Assigned task 1:
In the health equity text, whose needs does the first principle say to focus on?
Assigned task 2:
Please proceed with the health equity text, picking up after its final sentence.

Text shown:
╔══
About Health Equity
What is Health Equity?
Health equity means ensuring fair opportunities for everyone to lead healthy and long lives by eliminating the barriers to, or addressing the fundamental conditions necessary for, achieving good health, especially among populations that have experienced cumulative disadvantage or stigma.
Principles of Health Equity
Health equity requires:
Focusing on the needs of marginalized community members who face persistent barriers to health and targeting solutions that enable them to live healthier lives.
Creating a fair social environment that allows people of different backgrounds and in all places to thrive. This means addressing inequities through policy, systems, practice, and environmental changes that incorporate community input, best available evidence, and culturally appropriate strategies.
Recognizing the intersection of issues that contribute to social inequities. That means prioritizing the social determinants of health that include economic security; education; housing; transportation; criminal justice; the built, natural and social environments; food access; and health care access and quality.
╚══
Stored dataset items
╔══
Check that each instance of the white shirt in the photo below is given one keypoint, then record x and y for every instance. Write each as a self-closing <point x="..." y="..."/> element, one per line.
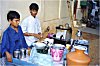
<point x="31" y="25"/>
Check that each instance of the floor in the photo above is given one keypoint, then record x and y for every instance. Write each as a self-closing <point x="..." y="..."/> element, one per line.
<point x="92" y="35"/>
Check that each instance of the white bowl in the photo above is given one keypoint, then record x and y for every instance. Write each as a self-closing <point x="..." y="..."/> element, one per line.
<point x="39" y="45"/>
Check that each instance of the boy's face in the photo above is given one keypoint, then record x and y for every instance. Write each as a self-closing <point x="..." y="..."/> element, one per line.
<point x="15" y="22"/>
<point x="33" y="12"/>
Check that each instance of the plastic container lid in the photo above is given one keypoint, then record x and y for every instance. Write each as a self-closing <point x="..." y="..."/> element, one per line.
<point x="80" y="47"/>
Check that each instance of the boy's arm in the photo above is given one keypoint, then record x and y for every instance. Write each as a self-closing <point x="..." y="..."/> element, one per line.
<point x="8" y="56"/>
<point x="39" y="35"/>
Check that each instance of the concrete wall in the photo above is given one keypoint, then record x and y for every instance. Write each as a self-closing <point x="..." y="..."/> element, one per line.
<point x="51" y="12"/>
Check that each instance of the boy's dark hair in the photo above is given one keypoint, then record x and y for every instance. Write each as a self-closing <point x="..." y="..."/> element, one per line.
<point x="34" y="6"/>
<point x="13" y="14"/>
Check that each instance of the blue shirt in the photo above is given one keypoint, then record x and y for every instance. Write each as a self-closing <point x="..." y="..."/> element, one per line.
<point x="12" y="40"/>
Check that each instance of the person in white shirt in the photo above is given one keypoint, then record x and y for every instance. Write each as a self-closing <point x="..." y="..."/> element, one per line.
<point x="31" y="26"/>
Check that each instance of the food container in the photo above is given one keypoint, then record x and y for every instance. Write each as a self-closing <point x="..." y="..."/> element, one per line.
<point x="57" y="52"/>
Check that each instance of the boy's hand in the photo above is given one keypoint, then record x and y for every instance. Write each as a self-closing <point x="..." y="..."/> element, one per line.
<point x="9" y="57"/>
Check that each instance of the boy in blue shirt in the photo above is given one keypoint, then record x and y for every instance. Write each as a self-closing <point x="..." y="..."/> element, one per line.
<point x="13" y="37"/>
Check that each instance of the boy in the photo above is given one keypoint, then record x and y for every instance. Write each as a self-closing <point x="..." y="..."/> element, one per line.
<point x="13" y="37"/>
<point x="31" y="26"/>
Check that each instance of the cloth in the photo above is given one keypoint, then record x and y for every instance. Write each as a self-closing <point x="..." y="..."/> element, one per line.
<point x="31" y="25"/>
<point x="12" y="40"/>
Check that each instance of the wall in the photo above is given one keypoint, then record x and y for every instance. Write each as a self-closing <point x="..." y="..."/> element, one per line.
<point x="51" y="12"/>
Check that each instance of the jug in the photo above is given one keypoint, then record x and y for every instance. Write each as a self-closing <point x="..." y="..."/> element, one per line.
<point x="57" y="52"/>
<point x="78" y="57"/>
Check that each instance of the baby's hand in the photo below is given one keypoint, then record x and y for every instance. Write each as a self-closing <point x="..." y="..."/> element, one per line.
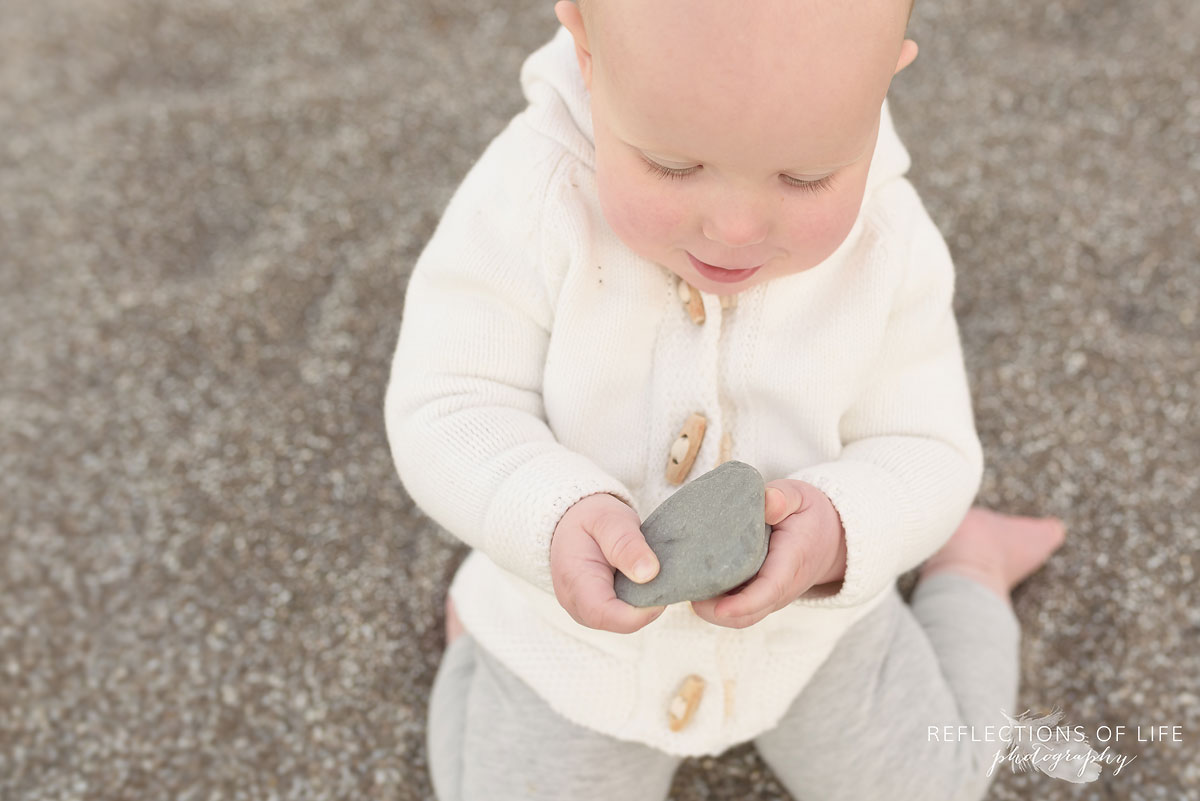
╚══
Task answer 1:
The needs of marginalized community members who face persistent barriers to health.

Task answer 2:
Valuing all human life. This means prioritizing diversity and inclusion; investing time, resources, and effort in supporting people and places that have been frequently overlooked; and acknowledging, discussing, overcoming, and addressing racism, sexism, classism, and other dehumanizing forms of systemic oppression.
Establishing and maintaining authentic relationships with community members who face persistent barriers to health and working collaboratively with them to solve the challenges that contribute to inequities. These relationships must involve regular communication and be based on mutual respect, trust, and recognition of each other’s knowledge, talent, and common interests.
Recognizing and leveraging community power to advocate for policy, systems, practice, and environmental changes that improve living conditions and expand access to health-promoting opportunities.
Working with community members across sectors, issues, and social groups to engage in mutually reinforcing activities that support the common goal of creating a culture of health.
Equality vs. Equity
Equality does not equal equity. Equality seeks to provide the same level and type of resources across population groups or areas even when some are more disadvantaged than others. This leads to an underinvestment in strategies that would close gaps in opportunity. Equity, on the other hand, seeks to account for inequality by customizing the level and types of resources provided to eliminate disparities and ensure sufficiently similar outcomes for all population groups and areas.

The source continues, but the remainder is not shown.